>>>>>

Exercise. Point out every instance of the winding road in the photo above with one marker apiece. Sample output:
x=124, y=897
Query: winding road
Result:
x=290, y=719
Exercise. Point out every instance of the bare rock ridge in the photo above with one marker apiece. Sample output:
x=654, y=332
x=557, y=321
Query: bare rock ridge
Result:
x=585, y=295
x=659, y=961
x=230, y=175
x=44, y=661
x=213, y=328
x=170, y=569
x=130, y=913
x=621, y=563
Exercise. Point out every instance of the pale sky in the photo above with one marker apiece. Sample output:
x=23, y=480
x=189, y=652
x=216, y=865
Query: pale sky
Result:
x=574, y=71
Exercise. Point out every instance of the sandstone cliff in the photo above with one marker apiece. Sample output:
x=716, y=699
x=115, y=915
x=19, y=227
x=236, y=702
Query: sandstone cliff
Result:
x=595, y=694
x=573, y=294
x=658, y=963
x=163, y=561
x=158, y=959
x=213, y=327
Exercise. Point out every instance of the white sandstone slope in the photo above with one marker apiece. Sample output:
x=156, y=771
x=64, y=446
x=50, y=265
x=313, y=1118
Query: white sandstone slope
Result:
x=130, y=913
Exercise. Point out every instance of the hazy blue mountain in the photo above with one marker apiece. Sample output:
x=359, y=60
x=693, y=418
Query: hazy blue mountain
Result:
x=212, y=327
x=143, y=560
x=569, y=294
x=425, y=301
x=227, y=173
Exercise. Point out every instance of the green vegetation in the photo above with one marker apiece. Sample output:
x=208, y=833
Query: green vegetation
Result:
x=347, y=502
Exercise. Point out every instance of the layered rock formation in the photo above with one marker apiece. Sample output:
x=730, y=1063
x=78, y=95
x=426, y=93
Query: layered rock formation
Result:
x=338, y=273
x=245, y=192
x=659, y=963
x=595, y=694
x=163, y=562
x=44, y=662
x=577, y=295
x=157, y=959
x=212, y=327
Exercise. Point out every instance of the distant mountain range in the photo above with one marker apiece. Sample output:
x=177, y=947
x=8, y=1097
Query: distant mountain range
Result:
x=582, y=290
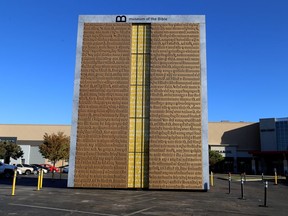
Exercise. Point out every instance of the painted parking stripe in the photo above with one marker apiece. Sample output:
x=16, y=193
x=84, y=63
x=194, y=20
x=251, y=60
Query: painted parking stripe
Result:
x=60, y=209
x=142, y=210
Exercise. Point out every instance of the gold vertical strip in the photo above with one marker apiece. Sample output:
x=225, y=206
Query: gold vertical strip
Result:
x=139, y=107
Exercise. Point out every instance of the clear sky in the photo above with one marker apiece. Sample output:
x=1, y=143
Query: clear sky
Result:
x=247, y=55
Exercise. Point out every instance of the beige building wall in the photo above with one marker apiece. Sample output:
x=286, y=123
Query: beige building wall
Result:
x=175, y=107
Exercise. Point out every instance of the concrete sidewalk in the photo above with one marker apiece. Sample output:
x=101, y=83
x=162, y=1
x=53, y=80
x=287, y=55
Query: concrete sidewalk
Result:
x=54, y=199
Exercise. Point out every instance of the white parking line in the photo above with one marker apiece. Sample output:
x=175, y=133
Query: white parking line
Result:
x=60, y=209
x=133, y=213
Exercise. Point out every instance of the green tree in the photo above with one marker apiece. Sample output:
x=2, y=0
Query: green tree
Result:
x=55, y=147
x=10, y=150
x=214, y=158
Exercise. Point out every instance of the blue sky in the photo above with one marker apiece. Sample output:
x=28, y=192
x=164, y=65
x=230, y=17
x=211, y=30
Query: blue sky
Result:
x=247, y=55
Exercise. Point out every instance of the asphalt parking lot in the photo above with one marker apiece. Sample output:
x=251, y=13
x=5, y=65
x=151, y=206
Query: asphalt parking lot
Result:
x=55, y=199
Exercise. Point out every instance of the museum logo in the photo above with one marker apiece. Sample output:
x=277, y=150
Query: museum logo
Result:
x=121, y=18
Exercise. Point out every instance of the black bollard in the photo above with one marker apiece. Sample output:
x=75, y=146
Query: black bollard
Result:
x=265, y=194
x=242, y=188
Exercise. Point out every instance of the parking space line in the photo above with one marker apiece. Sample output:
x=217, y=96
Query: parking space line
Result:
x=142, y=201
x=60, y=209
x=142, y=210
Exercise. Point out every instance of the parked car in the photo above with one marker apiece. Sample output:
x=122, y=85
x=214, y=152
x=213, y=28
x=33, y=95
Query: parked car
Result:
x=8, y=170
x=38, y=167
x=64, y=169
x=25, y=170
x=50, y=167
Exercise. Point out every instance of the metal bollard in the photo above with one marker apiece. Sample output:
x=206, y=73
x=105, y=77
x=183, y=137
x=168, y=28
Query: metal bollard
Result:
x=229, y=182
x=242, y=188
x=39, y=179
x=14, y=182
x=265, y=194
x=212, y=179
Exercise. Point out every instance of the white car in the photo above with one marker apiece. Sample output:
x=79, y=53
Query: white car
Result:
x=8, y=170
x=26, y=170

<<<<<

EXERCISE DESCRIPTION: Copy the records above word for word, from the first line to the last. Leave the pictures out of your copy.

RESPONSE TO THE TASK:
Exercise. Point out every instance of the winding road in the photo above with one marker apiece. Sample output:
x=124, y=897
Query: winding road
Result:
x=290, y=719
Exercise. Point out every instance of the bare rock ridge in the photo above with one marker apiece. Sample output:
x=654, y=332
x=557, y=321
Query: bare rock ridge
Result:
x=585, y=295
x=659, y=961
x=230, y=175
x=44, y=661
x=213, y=328
x=170, y=569
x=130, y=913
x=621, y=563
Exercise. Point out every instance of the pale sky in the photo above with one marker apiece. Sample output:
x=23, y=480
x=189, y=652
x=216, y=865
Query: pale sky
Result:
x=574, y=71
Exercise. Point out every instance of the sandstone cliff in the photo above with one marker apiece. Sample output:
x=716, y=699
x=115, y=915
x=19, y=227
x=236, y=702
Query: sandstone cliff
Result:
x=595, y=694
x=573, y=294
x=658, y=963
x=163, y=561
x=158, y=959
x=213, y=327
Exercise. Point out every instance of the white sandstone slope in the photo above with one marker apiece. Sample output:
x=156, y=771
x=64, y=446
x=50, y=265
x=313, y=1118
Query: white sandstone slope
Result:
x=130, y=913
Exercise. Point out every instance of the hazy blue mountain in the photo above with one marker apiece. Sample output:
x=359, y=60
x=693, y=418
Query: hazy blue mountain
Result:
x=212, y=327
x=143, y=560
x=569, y=294
x=425, y=301
x=227, y=173
Exercise. Point out every instance of the green vegetation in the photo above with one marker apiece. Sample output:
x=208, y=833
Query: green vegetation
Result:
x=347, y=502
Exercise. Point out every instance of the layered rock formation in the photo above with one marker apiece. Sample output:
x=730, y=1063
x=78, y=95
x=426, y=93
Query: layered rock formation
Result:
x=338, y=273
x=245, y=192
x=659, y=963
x=595, y=694
x=163, y=562
x=44, y=662
x=577, y=295
x=157, y=959
x=212, y=327
Exercise. Point out every instance of the distant mountain range in the photo above with one marker apiece. Sample output:
x=177, y=947
x=8, y=1097
Query: distant mountain range
Result:
x=582, y=290
Exercise. Point out every instance of the painted parking stripe in the photo above with one marker apiece. Sample output:
x=16, y=193
x=84, y=63
x=194, y=20
x=251, y=60
Query: painted parking stripe
Result:
x=60, y=209
x=142, y=210
Exercise. Point out every instance of the gold vertical strip in the photo above with one marker apiece. Sample output:
x=225, y=206
Query: gold vertical strip
Result:
x=139, y=107
Exercise. Point out every instance of the clear sky in the photo above with one marker apiece. Sample output:
x=1, y=143
Query: clear sky
Result:
x=247, y=55
Exercise. Point out every instance of the beige building wall in the photo above with one marker apiece. Sample output:
x=286, y=123
Query: beige building wall
Result:
x=175, y=107
Exercise. Point out every instance of the concrete sidewalk in the photo above with one marker apiece. Sample output:
x=101, y=83
x=162, y=1
x=53, y=80
x=287, y=55
Query: concrete sidewalk
Result:
x=54, y=199
Exercise. Point out every instance of the white parking line in the photo above with one marker apiece. Sample output:
x=175, y=133
Query: white parking line
Result:
x=60, y=209
x=133, y=213
Exercise. Point out every instance of the green tree in the photo above with one marker apiece. Sample output:
x=2, y=0
Query: green tree
Result:
x=55, y=147
x=10, y=150
x=214, y=158
Exercise. Point out every instance of the blue sky in the photo above with one marker apiece. Sample output:
x=28, y=192
x=164, y=65
x=230, y=17
x=211, y=30
Query: blue sky
Result:
x=247, y=55
Exercise. Point out every instance of the asphalt parking lot in the photo above with one marker apiece. Sample output:
x=251, y=13
x=5, y=65
x=151, y=206
Query: asphalt parking lot
Result:
x=55, y=199
Exercise. Point out every instance of the museum logo in the photo above with one marker apiece. Sample output:
x=277, y=150
Query: museum logo
Result:
x=121, y=18
Exercise. Point out every instance of the black bollard in the photo above with one marker apiece. Sample output:
x=75, y=146
Query: black bollard
Result:
x=265, y=194
x=242, y=188
Exercise. Point out every instance of the parking space line in the photo above with one marker apiece. Sample output:
x=217, y=96
Query: parking space line
Result:
x=142, y=201
x=60, y=209
x=142, y=210
Exercise. Point out every instance of the parked car in the photo above with one marker apiece. Sample output:
x=122, y=85
x=214, y=152
x=213, y=28
x=33, y=95
Query: parked car
Result:
x=8, y=170
x=38, y=167
x=64, y=169
x=25, y=170
x=50, y=167
Exercise. Point out every instance of the metal bollard in the photo above with one marker apiece. Sample output:
x=206, y=73
x=105, y=77
x=183, y=137
x=168, y=28
Query: metal bollard
Result:
x=229, y=182
x=242, y=188
x=39, y=179
x=14, y=182
x=265, y=194
x=212, y=179
Exercise. Point out every instance of the white car in the photo above with one marker apiece. Sample output:
x=79, y=53
Query: white car
Result:
x=8, y=170
x=26, y=170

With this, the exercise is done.